→ **The task**:
Only the text belongs in the copy. Transcribe the data exactly and drop any pictures.

→ **Provided data**:

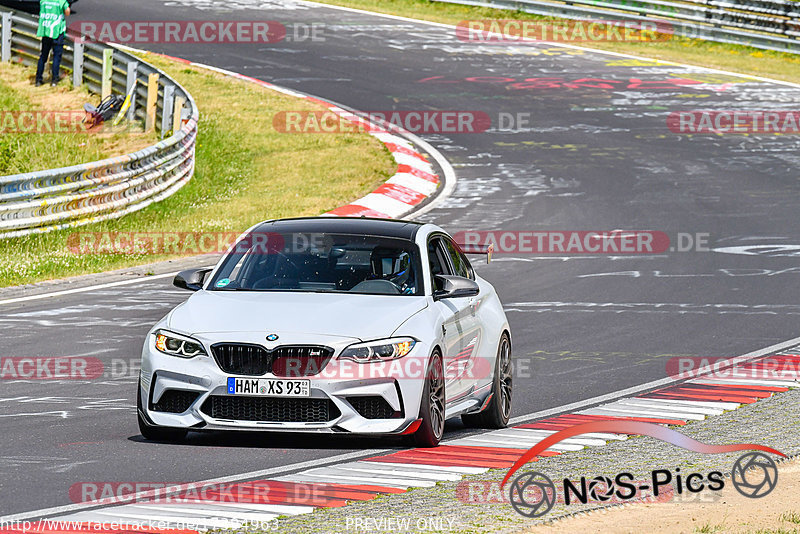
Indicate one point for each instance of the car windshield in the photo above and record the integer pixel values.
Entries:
(320, 262)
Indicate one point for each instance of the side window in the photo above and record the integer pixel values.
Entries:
(437, 257)
(460, 263)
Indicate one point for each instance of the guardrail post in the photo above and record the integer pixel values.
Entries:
(166, 109)
(133, 71)
(108, 63)
(77, 64)
(177, 114)
(5, 55)
(152, 102)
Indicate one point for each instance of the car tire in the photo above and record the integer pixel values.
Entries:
(156, 433)
(432, 407)
(497, 413)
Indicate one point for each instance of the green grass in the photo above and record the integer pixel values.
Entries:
(790, 517)
(25, 152)
(245, 172)
(748, 60)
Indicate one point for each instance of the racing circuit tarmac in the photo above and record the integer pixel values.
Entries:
(597, 156)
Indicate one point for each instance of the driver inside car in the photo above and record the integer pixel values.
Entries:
(393, 265)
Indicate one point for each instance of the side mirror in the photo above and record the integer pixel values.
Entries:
(454, 287)
(191, 279)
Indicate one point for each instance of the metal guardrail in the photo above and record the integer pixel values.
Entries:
(765, 24)
(53, 199)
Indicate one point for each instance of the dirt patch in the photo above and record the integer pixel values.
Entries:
(778, 512)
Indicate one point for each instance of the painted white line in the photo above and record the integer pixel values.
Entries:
(721, 405)
(342, 478)
(620, 411)
(478, 441)
(206, 512)
(628, 392)
(277, 509)
(88, 288)
(384, 204)
(537, 435)
(401, 474)
(644, 403)
(428, 467)
(746, 381)
(413, 182)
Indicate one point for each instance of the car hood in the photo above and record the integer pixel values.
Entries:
(357, 316)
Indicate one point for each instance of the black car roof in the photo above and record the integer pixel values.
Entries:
(344, 225)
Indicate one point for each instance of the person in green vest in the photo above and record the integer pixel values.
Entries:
(52, 29)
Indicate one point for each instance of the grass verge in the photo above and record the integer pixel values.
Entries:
(736, 58)
(245, 172)
(67, 145)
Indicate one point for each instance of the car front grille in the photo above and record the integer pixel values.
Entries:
(373, 407)
(174, 401)
(270, 410)
(286, 361)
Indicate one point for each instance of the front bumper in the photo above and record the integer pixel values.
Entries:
(340, 390)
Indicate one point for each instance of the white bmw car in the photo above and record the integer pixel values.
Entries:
(339, 325)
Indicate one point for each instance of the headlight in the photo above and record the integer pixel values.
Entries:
(381, 350)
(178, 345)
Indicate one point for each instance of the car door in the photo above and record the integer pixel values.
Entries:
(459, 320)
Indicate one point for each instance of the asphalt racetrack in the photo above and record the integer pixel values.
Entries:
(596, 155)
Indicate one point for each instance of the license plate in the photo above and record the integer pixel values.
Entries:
(269, 387)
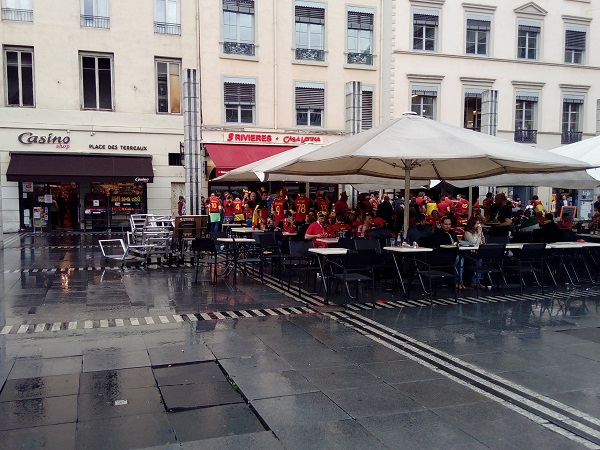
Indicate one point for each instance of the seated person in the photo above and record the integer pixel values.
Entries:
(421, 232)
(566, 222)
(550, 231)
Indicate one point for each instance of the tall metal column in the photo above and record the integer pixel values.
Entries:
(192, 133)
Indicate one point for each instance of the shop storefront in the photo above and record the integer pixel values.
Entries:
(79, 191)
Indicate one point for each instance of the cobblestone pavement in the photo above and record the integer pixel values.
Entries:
(92, 356)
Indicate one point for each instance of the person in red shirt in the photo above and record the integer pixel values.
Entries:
(278, 208)
(238, 208)
(302, 203)
(341, 206)
(228, 208)
(323, 204)
(317, 230)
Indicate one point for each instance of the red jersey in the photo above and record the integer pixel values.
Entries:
(278, 208)
(214, 204)
(302, 203)
(238, 206)
(322, 205)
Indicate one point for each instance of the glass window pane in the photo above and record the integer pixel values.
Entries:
(12, 82)
(27, 84)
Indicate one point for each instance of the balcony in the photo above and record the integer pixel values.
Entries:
(167, 28)
(95, 22)
(18, 15)
(308, 54)
(526, 136)
(360, 58)
(238, 48)
(569, 137)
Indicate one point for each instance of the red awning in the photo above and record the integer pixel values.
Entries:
(227, 157)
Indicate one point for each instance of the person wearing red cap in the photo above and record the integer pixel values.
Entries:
(279, 208)
(341, 206)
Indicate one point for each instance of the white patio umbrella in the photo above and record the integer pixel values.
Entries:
(414, 148)
(587, 151)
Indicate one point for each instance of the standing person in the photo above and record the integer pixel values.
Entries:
(181, 208)
(228, 208)
(214, 211)
(302, 203)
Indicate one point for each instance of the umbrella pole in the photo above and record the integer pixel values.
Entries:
(406, 196)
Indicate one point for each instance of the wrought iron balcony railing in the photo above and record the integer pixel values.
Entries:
(526, 136)
(95, 22)
(238, 48)
(18, 15)
(568, 137)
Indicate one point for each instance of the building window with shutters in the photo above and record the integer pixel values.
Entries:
(168, 86)
(94, 14)
(367, 108)
(97, 82)
(18, 76)
(425, 25)
(528, 39)
(571, 119)
(478, 34)
(310, 104)
(525, 117)
(238, 27)
(240, 100)
(310, 31)
(17, 10)
(575, 44)
(423, 101)
(360, 36)
(167, 17)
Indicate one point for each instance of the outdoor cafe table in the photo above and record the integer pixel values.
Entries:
(235, 245)
(322, 255)
(402, 252)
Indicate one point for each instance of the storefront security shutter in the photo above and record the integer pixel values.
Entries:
(360, 21)
(305, 14)
(575, 40)
(242, 6)
(239, 94)
(310, 98)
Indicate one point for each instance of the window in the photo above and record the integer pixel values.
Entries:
(168, 86)
(17, 10)
(425, 23)
(240, 100)
(423, 101)
(97, 82)
(310, 31)
(310, 103)
(571, 120)
(167, 18)
(478, 34)
(574, 44)
(238, 27)
(19, 76)
(525, 117)
(94, 14)
(367, 108)
(360, 36)
(472, 109)
(527, 40)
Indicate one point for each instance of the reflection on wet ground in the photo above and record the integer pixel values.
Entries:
(146, 357)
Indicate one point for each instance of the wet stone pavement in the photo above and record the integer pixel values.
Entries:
(92, 356)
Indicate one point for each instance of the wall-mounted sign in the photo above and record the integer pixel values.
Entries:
(267, 138)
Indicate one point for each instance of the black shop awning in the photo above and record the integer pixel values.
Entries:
(57, 167)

→ **Answer space**:
Indicate one point for each instance of the car windshield in the photo above and record the integer pixel values.
Entries:
(320, 262)
Indicate one point for each instance of the side window in the photo above and record the integer pixel values.
Entries:
(437, 257)
(460, 263)
Indicate one point for each instance of the guardrail post in the photo above and record the integer pixel values.
Entries:
(166, 109)
(133, 71)
(108, 63)
(77, 64)
(177, 114)
(5, 55)
(152, 102)
Indicate one point for each instance of the car tire in the photo above and record the integer pixel values.
Entries:
(156, 433)
(432, 407)
(497, 413)
Indicate one point for each instance of the green grass in the photo above and record the integer pixel values.
Entries:
(790, 517)
(25, 152)
(245, 172)
(748, 60)
Indicate one point for each instance of the racing circuit tarmac in the photo above and record the integer pixel values.
Entries:
(597, 156)
Indicate one point for each instance of the driver inside car in the photo above and record the integer pixel values.
Entries:
(393, 265)
Indicate one point for each instance of the side mirror in the photo above and record the integer pixel values.
Entries:
(454, 287)
(191, 279)
Indicate one point for each instance of the metal guardrail in the photo above and record the integer pixel values.
Entries:
(765, 24)
(53, 199)
Indicate one point for each instance of the dirt patch in the photo above and record the integer pixel values.
Entries:
(778, 512)
Indicate one point for each instance of the painted white line in the photo above and record the integer pixel values.
Entries:
(721, 405)
(342, 478)
(620, 411)
(478, 441)
(206, 512)
(628, 392)
(277, 509)
(88, 288)
(384, 204)
(537, 435)
(401, 474)
(644, 403)
(428, 467)
(746, 381)
(413, 182)
Indicate one point for each instance of the car hood in the photo above and record the integer pixel values.
Entries:
(357, 316)
Indicate one point for each instance of the black car roof in the photo above and record the integer pixel values.
Entries:
(344, 225)
Indicate one point for each instance of the person in green vest in the photo above and record the integer pixel values.
Entries:
(52, 29)
Indicate one point for each instance of the grass verge in the photo above and record the integer pixel values.
Entries:
(736, 58)
(245, 172)
(67, 145)
Indicate one point for each instance of the car front grille in the photo above and record the integer pixel values.
Entries:
(373, 407)
(174, 401)
(270, 410)
(286, 361)
Indicate one point for each instance of the front bumper in the photo above and record the integer pixel values.
Entries:
(340, 390)
Indicate one point for each instance of the white bmw car in the photo above and record the integer pixel values.
Entries:
(339, 325)
Indicate one point for each instance of the headlight in the photo above and record the integer pixel values.
Entries:
(381, 350)
(178, 345)
Indicate one point for each instance of the car door in the photo above and record the integer pixel values.
Entries:
(459, 320)
Indicate one point for each instance of the asphalt racetrack in the photo above and record the integer pixel values.
Entries:
(596, 155)
Indicate one point for each instance of the license plate in the photo above and record the integer pixel values.
Entries:
(269, 387)
Indicate one point for each instance of the seated person in the photo above and record the integer pixel values.
Entries:
(421, 232)
(566, 222)
(550, 231)
Indicate one point for each instance of the tall metal column in the photo above and record the integer pixel values.
Entries:
(192, 133)
Indicate one point for each instance of the shop storefront in the photo above and record the integer pixel values.
Entries:
(79, 191)
Indicate one point for each instance of the cobblestone pavement in the photo above and record the integer pixel values.
Entries:
(92, 356)
Indicate one point for each instance of the person in red shirt in the photo above and record the integer pixel values.
Entries:
(278, 208)
(238, 208)
(302, 203)
(341, 206)
(228, 208)
(323, 204)
(317, 230)
Indicate one point for each instance of the red jersey in the photo above and record the integer pixel values.
Entries:
(278, 208)
(214, 204)
(302, 203)
(238, 206)
(322, 205)
Indicate one point for each instance of the glass window pane in the photo above and record the integer pixel values.
Entries:
(12, 82)
(27, 84)
Indicate one point for each instance of the balcony in the photo above and record the integer pixel values.
Entries:
(167, 28)
(95, 22)
(18, 15)
(308, 54)
(526, 136)
(360, 58)
(238, 48)
(569, 137)
Indicate one point for each instance of the red awning in the photo above and record the integer pixel values.
Entries:
(227, 157)
Indicate one point for each instance of the person wearing red cap in the photo above and record the integer pixel values.
Entries:
(279, 208)
(341, 206)
Indicate one point for each instance of the white patio umbrella in the photo above and record the integer pixel values.
Entries:
(414, 148)
(587, 151)
Indicate one point for each instance of the standing person in the photo above and record the integer pixel values.
Entries:
(181, 208)
(228, 208)
(214, 211)
(302, 203)
Indicate one point for each instance of the umbrella pole in the photo above and record the integer pixel values.
Entries:
(406, 196)
Indicate one point for each instance of the wrought iron balcony railing in the photo above and record the integer pixel values.
Entries:
(526, 136)
(95, 22)
(238, 48)
(18, 15)
(568, 137)
Indicate one point for each instance of the building window with shutters in the photo above and record the integer pixel values.
Entries:
(168, 86)
(94, 14)
(367, 108)
(97, 82)
(18, 76)
(425, 25)
(528, 39)
(571, 119)
(478, 34)
(310, 104)
(525, 117)
(238, 27)
(240, 100)
(310, 31)
(17, 10)
(575, 44)
(423, 101)
(360, 36)
(167, 17)
Indicate one point for each instance of the outdoor cafe table in the photo above and record the integer pixel values.
Entries:
(235, 245)
(322, 255)
(402, 252)
Indicate one point for each instance of the storefront security shutter in the photo above and record the integer pixel values.
Entries:
(360, 21)
(305, 14)
(575, 40)
(242, 6)
(239, 94)
(310, 98)
Indicate one point for each instance of the window in the photo above and record the integer pixel values.
Entries:
(168, 86)
(17, 10)
(425, 23)
(240, 100)
(423, 101)
(97, 82)
(310, 31)
(310, 103)
(571, 120)
(167, 18)
(478, 34)
(574, 44)
(238, 27)
(19, 76)
(525, 117)
(94, 14)
(367, 108)
(360, 36)
(472, 109)
(527, 40)
Indicate one point for each instance of the reflection on wet ground in the photo above and record the integer pixel values.
Entries:
(146, 357)
Indicate one point for each instance of the wet stone pavement in the photo above and record the integer pixel values.
Entries:
(92, 356)
Indicate one point for each instance of the wall-mounted sign in the photo above and record the integer pixel values.
Entries:
(267, 138)
Indicate one point for each instance of the black shop awning in the photo above and record the integer pixel values.
Entries:
(57, 167)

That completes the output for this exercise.